-- BEGIN DATA EXTRACT --

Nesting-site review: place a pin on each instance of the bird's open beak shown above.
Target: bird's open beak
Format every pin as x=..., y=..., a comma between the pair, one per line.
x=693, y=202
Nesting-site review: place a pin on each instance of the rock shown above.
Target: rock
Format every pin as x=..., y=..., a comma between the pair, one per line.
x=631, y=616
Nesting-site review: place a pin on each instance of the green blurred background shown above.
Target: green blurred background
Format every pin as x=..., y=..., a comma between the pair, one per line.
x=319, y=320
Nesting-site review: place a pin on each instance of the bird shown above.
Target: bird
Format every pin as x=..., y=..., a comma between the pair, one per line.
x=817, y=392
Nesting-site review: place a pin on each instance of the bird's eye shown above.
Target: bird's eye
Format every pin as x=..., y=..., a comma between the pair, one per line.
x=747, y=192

-- END DATA EXTRACT --

SHORT PROBLEM: Output each of the items above again, word for word and in the same order, changing nothing.

REPLY:
Nesting-site review: place a pin on each instance of the bird's open beak shown above.
Target: bird's open beak
Format every pin as x=..., y=..., a comma between the pair, one per line.
x=693, y=202
Nesting-site review: place a pin on each instance of the rock shown above.
Target: rock
Format every pin as x=..., y=..., a comma between the pair, one per line.
x=631, y=616
Nesting-site review: place a pin on each instance of the green blurred background shown above.
Target: green blurred background
Format every pin as x=..., y=..., a comma between the pair, one per line.
x=319, y=320
Nesting-site review: place a pin on each instance of the bird shown above.
Target: bird
Format every pin as x=..., y=..., a comma between the pair, one per line.
x=817, y=392
Nesting-site review: place a pin on each instance of the bird's eye shown above.
Target: bird's eye
Format every pin as x=..., y=..., a comma between the pair, one per line.
x=747, y=192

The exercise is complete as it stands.